━━━━━ Exercise data ━━━━━

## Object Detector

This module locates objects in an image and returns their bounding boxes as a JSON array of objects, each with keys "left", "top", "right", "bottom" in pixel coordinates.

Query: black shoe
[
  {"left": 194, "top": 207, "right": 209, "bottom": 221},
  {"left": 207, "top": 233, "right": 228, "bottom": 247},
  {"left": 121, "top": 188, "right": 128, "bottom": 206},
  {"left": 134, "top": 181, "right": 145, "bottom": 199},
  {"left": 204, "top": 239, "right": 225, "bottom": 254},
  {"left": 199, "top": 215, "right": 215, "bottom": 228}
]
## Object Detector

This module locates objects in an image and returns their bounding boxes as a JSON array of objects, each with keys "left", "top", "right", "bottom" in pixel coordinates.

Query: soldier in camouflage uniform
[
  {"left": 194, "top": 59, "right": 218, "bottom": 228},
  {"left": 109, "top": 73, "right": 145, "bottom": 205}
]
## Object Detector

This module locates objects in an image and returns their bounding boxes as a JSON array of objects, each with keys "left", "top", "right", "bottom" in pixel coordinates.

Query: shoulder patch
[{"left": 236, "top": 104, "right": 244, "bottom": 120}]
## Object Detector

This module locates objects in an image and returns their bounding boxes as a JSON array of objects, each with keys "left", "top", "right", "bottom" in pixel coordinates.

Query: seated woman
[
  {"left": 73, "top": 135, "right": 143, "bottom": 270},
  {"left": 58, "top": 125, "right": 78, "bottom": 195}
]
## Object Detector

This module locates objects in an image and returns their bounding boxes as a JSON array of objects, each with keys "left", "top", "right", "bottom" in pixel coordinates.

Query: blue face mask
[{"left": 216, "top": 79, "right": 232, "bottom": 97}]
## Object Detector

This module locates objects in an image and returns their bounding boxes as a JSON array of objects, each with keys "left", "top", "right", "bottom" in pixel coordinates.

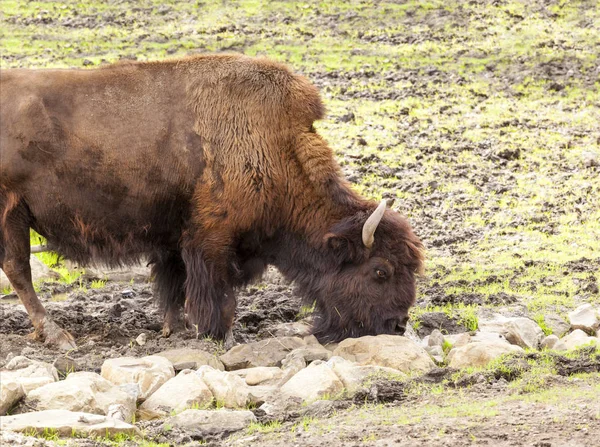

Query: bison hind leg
[{"left": 151, "top": 252, "right": 186, "bottom": 337}]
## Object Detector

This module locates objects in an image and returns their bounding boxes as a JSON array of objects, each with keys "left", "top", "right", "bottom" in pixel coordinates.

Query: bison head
[{"left": 297, "top": 201, "right": 423, "bottom": 342}]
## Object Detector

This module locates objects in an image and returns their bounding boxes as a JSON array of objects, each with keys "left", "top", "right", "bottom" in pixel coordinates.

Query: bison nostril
[{"left": 394, "top": 323, "right": 406, "bottom": 335}]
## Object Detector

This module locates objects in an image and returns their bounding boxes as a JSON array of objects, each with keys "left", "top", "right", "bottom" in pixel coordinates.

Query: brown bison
[{"left": 0, "top": 55, "right": 423, "bottom": 348}]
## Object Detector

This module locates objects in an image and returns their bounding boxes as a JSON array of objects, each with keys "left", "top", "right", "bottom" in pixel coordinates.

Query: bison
[{"left": 0, "top": 55, "right": 423, "bottom": 349}]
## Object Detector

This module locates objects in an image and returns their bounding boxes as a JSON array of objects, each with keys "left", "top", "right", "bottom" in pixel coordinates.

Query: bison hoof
[{"left": 41, "top": 317, "right": 77, "bottom": 351}]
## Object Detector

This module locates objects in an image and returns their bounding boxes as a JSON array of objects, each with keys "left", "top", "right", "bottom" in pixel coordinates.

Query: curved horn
[{"left": 363, "top": 199, "right": 387, "bottom": 248}]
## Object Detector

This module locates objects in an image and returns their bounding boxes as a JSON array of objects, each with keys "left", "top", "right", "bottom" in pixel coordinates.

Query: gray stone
[
  {"left": 281, "top": 361, "right": 344, "bottom": 402},
  {"left": 220, "top": 337, "right": 306, "bottom": 371},
  {"left": 101, "top": 355, "right": 175, "bottom": 400},
  {"left": 560, "top": 329, "right": 598, "bottom": 350},
  {"left": 448, "top": 341, "right": 523, "bottom": 368},
  {"left": 0, "top": 410, "right": 141, "bottom": 438},
  {"left": 25, "top": 372, "right": 136, "bottom": 421},
  {"left": 139, "top": 369, "right": 213, "bottom": 420},
  {"left": 166, "top": 410, "right": 256, "bottom": 436},
  {"left": 540, "top": 334, "right": 558, "bottom": 349},
  {"left": 153, "top": 348, "right": 225, "bottom": 371},
  {"left": 333, "top": 335, "right": 435, "bottom": 373},
  {"left": 569, "top": 304, "right": 600, "bottom": 335},
  {"left": 232, "top": 366, "right": 283, "bottom": 386},
  {"left": 195, "top": 365, "right": 250, "bottom": 408}
]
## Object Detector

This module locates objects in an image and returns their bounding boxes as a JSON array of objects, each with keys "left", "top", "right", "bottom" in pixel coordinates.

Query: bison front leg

━━━━━

Collect every line of the material above that contains the word "bison" and list those lines.

■ Task answer
Query: bison hind leg
Query: bison head
Query: bison nostril
Query: brown bison
Query: bison
Query: bison hoof
Query: bison front leg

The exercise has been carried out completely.